» **BRIEF**: Down to the last character, repeat the entries beneath this task.

Items from a dataset:
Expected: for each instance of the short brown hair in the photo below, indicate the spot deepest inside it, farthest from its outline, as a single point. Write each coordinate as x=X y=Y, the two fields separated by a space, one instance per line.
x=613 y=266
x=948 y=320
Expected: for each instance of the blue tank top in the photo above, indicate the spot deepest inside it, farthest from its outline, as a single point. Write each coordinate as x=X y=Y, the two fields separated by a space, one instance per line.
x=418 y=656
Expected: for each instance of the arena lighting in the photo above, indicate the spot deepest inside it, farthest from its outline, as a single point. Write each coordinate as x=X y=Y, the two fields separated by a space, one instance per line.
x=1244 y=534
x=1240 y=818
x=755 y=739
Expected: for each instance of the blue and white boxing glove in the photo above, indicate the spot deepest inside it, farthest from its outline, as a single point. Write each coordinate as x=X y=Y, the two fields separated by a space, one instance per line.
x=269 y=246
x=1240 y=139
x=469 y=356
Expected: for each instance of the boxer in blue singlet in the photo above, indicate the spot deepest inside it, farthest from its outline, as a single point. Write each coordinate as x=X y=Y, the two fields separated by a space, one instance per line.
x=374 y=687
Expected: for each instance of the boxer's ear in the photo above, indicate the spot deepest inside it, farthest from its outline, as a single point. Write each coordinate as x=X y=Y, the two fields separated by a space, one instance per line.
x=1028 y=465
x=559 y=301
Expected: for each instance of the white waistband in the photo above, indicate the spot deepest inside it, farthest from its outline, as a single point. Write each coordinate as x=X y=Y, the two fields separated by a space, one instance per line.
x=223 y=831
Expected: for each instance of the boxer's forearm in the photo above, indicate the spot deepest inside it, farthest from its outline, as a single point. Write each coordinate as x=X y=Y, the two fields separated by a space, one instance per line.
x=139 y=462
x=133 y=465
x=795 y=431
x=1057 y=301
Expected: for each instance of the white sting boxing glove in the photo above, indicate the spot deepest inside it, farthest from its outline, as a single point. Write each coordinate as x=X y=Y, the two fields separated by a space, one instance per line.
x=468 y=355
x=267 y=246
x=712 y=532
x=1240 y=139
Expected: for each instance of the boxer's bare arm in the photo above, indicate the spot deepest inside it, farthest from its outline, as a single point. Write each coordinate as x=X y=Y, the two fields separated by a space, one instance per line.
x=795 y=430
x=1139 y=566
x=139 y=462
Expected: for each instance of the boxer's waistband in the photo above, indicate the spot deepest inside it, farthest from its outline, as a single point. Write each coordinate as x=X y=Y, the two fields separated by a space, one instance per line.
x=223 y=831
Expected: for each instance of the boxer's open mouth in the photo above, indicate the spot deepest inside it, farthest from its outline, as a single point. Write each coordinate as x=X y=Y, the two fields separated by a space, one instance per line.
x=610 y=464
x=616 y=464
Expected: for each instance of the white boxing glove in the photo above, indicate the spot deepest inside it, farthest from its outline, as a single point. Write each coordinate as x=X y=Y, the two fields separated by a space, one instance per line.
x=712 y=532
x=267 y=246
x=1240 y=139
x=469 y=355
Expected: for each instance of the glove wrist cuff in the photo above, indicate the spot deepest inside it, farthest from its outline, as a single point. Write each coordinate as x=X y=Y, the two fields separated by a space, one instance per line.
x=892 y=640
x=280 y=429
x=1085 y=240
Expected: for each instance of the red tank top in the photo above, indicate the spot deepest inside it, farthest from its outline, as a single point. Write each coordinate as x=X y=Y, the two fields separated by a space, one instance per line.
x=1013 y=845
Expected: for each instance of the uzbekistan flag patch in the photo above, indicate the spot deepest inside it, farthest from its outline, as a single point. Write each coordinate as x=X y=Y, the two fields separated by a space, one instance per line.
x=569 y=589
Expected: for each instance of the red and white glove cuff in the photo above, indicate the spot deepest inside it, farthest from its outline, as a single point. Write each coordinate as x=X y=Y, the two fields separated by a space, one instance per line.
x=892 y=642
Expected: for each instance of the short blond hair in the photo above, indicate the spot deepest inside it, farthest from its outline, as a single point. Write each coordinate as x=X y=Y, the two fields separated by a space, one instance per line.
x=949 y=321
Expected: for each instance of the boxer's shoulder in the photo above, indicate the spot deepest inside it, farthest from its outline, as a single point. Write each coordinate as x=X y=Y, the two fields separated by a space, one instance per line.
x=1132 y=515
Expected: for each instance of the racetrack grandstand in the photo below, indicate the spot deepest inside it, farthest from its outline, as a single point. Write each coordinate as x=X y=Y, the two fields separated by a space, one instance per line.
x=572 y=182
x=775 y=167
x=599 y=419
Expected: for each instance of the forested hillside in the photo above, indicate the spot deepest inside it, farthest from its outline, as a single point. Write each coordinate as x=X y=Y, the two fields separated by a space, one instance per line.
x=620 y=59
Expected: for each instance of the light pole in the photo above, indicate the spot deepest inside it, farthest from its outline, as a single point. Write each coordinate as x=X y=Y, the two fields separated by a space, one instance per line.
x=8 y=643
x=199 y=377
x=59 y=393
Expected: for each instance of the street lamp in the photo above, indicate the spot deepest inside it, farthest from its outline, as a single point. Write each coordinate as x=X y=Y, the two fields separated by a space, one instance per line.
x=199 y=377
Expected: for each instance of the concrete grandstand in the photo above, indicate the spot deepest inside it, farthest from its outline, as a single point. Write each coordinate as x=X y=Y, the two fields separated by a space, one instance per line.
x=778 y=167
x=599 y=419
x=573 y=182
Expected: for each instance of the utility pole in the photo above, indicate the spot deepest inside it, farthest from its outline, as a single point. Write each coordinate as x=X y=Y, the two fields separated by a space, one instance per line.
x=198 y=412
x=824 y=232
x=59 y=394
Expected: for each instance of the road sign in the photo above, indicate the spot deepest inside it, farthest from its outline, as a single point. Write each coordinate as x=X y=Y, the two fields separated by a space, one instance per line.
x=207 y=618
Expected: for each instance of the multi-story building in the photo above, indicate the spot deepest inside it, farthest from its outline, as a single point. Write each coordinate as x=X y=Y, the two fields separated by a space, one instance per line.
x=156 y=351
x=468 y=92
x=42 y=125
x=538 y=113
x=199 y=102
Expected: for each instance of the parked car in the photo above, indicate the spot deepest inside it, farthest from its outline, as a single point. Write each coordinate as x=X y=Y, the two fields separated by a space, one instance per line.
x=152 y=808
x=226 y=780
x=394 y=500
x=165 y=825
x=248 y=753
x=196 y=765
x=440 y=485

» **YOUR SOLUTION**:
Expected: for each instance of the short brown hair in the photo below, indicate the spot deepest inside it, farthest from its outline, as a single point. Write each coordinate as x=X y=Y, the two fields separated by a space, one instance per line.
x=613 y=266
x=948 y=320
Expected: for each instance of the blue tank top in the photo above, indicate the spot deepest inside it, farthest from its outline, as a single point. Write each coordinate as x=X y=Y, the two fields separated by a space, one instance per line.
x=418 y=656
Expected: for each instance of the arena lighting in the photo above, indicate the spot deepest inside it, farthest from its outline, as a single point. Write each coordinate as x=X y=Y, the two fields separated by a space, one instance per line.
x=1244 y=534
x=1240 y=818
x=755 y=739
Expected: for each instance of the blue and white boxing glove in the photo above, indicate the spot deepest inside it, farthest from its outline, as a single point. Write each coordinate as x=X y=Y, the two fields separated by a space, one instance per line.
x=269 y=246
x=1240 y=139
x=469 y=356
Expected: for each instance of the boxer in blue singlet in the photo above, indicate the spot deepest inside it, farthest from its outline, as a single point. Write each coordinate as x=X y=Y, the two fields separated by a space, one instance per line.
x=374 y=687
Expected: for each instance of the boxer's ear in the photo above, indicate the spot deepest inside it, farthest from its outline, as a single point. Write each coordinate as x=X y=Y, the two fields separated by a space, one instance per line.
x=1028 y=465
x=559 y=301
Expected: for each instance of the white waistband in the photo above, indicate the spot deepest inside it, farthest from its outline, as a single point. Write each coordinate as x=X y=Y, the two fields separated by a space, one instance per line.
x=223 y=831
Expected: for each instance of the boxer's forearm in the photo above, indicate the spot deepest inside it, farthest from its outline, as a single point. Write each coordinate as x=X y=Y, the two fields separated by a space, one instance per line.
x=139 y=462
x=133 y=465
x=795 y=431
x=1057 y=301
Expected: for each instance of the white sting boxing glove in the photo above, indicate the spot deepest inside it, farthest from its outline, as a single point. Write each coordinate as x=X y=Y, the two fields separated by a space, one instance per line.
x=468 y=355
x=267 y=246
x=712 y=532
x=1240 y=139
Expected: for each instance of the boxer's bare arm in the photo above, indicate the spot deepest inside it, farthest from its outline, as a single point. Write each coordinate as x=X y=Y, the two fields separated by a space, one instance per line.
x=795 y=430
x=1139 y=566
x=139 y=462
Expected: for each instance of the boxer's waistband in the photo above, indicate the spot deepest inside it, farthest from its outline, as a single point. Write each coordinate as x=X y=Y, the two fields separated by a space, one instance per line.
x=223 y=831
Expected: for each instance of the boxer's open mouth in the photo above, indicate the spot deepest inside it, farthest from its outline, as a single point. Write each coordinate as x=X y=Y, the two fields separated by a space, one instance per line.
x=610 y=464
x=616 y=464
Expected: for each instance of the white boxing glove in the photo above, indicate the spot deepest inside it, farthest from its outline, as a single point. Write each coordinate as x=X y=Y, the two fields separated by a space, one instance per line.
x=712 y=532
x=267 y=246
x=1240 y=139
x=469 y=355
Expected: for each instance of the glove wrist cuff in the photo above, indicate the spot deepest inside it, farthest from its outline, as a single point. Write each coordinate as x=X y=Y, the two fields separated by a space, one instance per line.
x=892 y=640
x=280 y=429
x=1085 y=240
Expected: for each instance of the red tank top in the photo above, indicate the spot deepest inside it, farthest from its outline, as a single point. Write each coordinate as x=X y=Y, the two fields separated by a space, one instance per line.
x=1013 y=845
Expected: for each instance of the uzbekistan flag patch in the photo above, indicate the spot deepest inside it, farthest from its outline, as a single point. Write each coordinate as x=X y=Y, the two fields separated by a space, one instance per line.
x=569 y=589
Expected: for each instance of the red and white glove cuff in the photo above, indicate the spot deepest inside it, farthest from its outline, as a single point. Write each coordinate as x=X y=Y, the two fields separated by a space, one instance per line.
x=892 y=642
Expected: for each instance of the short blond hair in the photo above, indicate the spot deepest inside it, farthest from its outline, as a single point. Write each coordinate as x=X y=Y, the two fields separated by a space, one instance per line.
x=949 y=321
Expected: for each instance of the boxer's shoulder in the photo above, indicate the spot deepest inside it, farthest from its outline, as a single point. Write each coordinate as x=X y=Y, the two fields separated by a space, one instance per line.
x=1132 y=515
Expected: for each instance of the racetrack grandstand in the photo below, indicate the spot deepest inside it, farthest from its outline, as a single point. Write each coordinate as x=X y=Y, the two fields separated by a space, one instance per line.
x=572 y=182
x=775 y=167
x=599 y=419
Expected: for each instance of the forested hillside in the photo above, indicate the spot deepest inside it, farthest from its outline, as a single point. Write each coordinate as x=X y=Y, the two fields separated by a space, one instance per line.
x=620 y=59
Expected: for each instance of the light pole in the photo above, indicate the spot deepest inside it, farthest from its outline, as a single point. Write each coordinate as x=X y=Y, the two fields separated by a space, one instance per line.
x=8 y=643
x=199 y=377
x=59 y=393
Expected: for each instance of the street lamp in the photo above, indicate the spot deepest inside it, farthest from its outline, as a single point. Write each coordinate as x=X y=Y, the two fields separated by a space, one instance per line.
x=199 y=377
Expected: for each instance of the concrete grandstand in the photo above, indicate the spot deepest inside it, farthest from its outline, as a single point. Write each coordinate as x=X y=Y, the two fields separated by a space, one instance per line.
x=778 y=167
x=599 y=419
x=573 y=182
Expected: for each instance of the utility pole in the photo above, indicate the spot deepest inside it, farthest from its outline, as a single point. Write each coordinate as x=X y=Y, the two fields separated by a space, one instance per line.
x=198 y=412
x=824 y=232
x=59 y=394
Expected: for each instance of the road sign in the photo above, indicate the spot deepest inside it, farthest from its outline, as a single point. Write each coordinate as x=X y=Y, the two fields separated by a space, one instance per line.
x=207 y=618
Expected: for each instance of the multi-story building in the photo above, indicate the spot deepest inside it, farthest from its outline, as a single point. Write each coordinate as x=X y=Y, the two fields separated by a space, one instance per line.
x=156 y=351
x=468 y=92
x=42 y=125
x=538 y=113
x=199 y=102
Expected: for each instance of the parked car in the photo above, indicate the spot deepest inside it, farthest from its outline, as a single point. Write each coordinate as x=X y=Y, the two fields separated by a space, one instance per line.
x=152 y=808
x=226 y=780
x=394 y=500
x=165 y=825
x=248 y=753
x=196 y=765
x=440 y=485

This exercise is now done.